Short task: Below are the entries; output exactly the lines from the one containing "of the leafy" through the final line, inclusive.
□ □ □
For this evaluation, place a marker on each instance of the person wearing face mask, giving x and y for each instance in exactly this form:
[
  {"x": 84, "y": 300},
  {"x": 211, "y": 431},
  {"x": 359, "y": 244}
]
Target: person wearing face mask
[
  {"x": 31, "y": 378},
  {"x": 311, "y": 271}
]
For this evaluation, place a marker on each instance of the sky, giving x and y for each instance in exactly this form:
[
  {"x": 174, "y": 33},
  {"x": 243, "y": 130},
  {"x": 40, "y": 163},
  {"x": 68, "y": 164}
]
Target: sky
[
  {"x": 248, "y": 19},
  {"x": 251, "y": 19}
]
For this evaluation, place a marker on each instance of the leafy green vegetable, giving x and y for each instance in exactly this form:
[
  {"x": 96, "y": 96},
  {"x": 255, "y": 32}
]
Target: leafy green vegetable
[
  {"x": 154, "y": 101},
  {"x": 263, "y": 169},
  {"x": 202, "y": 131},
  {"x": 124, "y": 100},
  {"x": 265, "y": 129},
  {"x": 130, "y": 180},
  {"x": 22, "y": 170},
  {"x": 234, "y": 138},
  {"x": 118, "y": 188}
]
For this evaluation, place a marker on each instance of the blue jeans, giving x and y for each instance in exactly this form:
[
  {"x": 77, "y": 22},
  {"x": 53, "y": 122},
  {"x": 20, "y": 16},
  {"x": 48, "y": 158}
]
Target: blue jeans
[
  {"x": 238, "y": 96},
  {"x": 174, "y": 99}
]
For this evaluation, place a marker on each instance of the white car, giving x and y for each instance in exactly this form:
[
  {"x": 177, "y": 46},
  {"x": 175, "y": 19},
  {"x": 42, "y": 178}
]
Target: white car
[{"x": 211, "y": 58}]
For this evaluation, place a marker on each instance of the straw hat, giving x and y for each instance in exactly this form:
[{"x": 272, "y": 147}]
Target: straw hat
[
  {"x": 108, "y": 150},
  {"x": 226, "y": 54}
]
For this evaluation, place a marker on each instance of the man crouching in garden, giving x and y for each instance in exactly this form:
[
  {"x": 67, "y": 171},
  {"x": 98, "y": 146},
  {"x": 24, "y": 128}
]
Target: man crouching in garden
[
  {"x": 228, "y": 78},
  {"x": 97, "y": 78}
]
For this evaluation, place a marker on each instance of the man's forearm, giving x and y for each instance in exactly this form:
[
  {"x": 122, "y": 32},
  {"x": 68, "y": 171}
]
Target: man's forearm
□ □ □
Answer for the task:
For this evaluation, place a marker on each instance of the leafy green vegetable, giving x and y for each instance in exactly this form:
[
  {"x": 96, "y": 96},
  {"x": 255, "y": 32}
]
Target: leafy green vegetable
[
  {"x": 154, "y": 101},
  {"x": 263, "y": 169},
  {"x": 202, "y": 131},
  {"x": 124, "y": 100},
  {"x": 265, "y": 129},
  {"x": 130, "y": 180},
  {"x": 22, "y": 170},
  {"x": 234, "y": 138},
  {"x": 118, "y": 188}
]
For this evaluation, place a marker on each instance of the blue jeans, giving x and y for each instance in exactly this form:
[
  {"x": 77, "y": 22},
  {"x": 53, "y": 122},
  {"x": 20, "y": 16},
  {"x": 48, "y": 158}
]
Target: blue jeans
[
  {"x": 238, "y": 96},
  {"x": 174, "y": 99}
]
For this evaluation, place a marker on each instance of the white car, giving x and y for each instance in exactly this form:
[
  {"x": 177, "y": 46},
  {"x": 175, "y": 19},
  {"x": 42, "y": 178}
]
Target: white car
[{"x": 211, "y": 58}]
For this evaluation, place a marker on each instance of the straw hat, giving x and y for each instance in exactly this form:
[{"x": 272, "y": 147}]
Target: straw hat
[
  {"x": 108, "y": 150},
  {"x": 226, "y": 54}
]
For this evaluation, place a marker on each instance of the man crouching in garden, giving x and y for each instance in exactly this form:
[
  {"x": 67, "y": 171},
  {"x": 98, "y": 146},
  {"x": 24, "y": 128}
]
Target: man crouching in garden
[
  {"x": 228, "y": 78},
  {"x": 97, "y": 78}
]
For this evaluation, place a marker on each instance of the man's forearm, giving x and y for each instance in exactly this form:
[
  {"x": 122, "y": 32},
  {"x": 68, "y": 171}
]
Target: man's forearm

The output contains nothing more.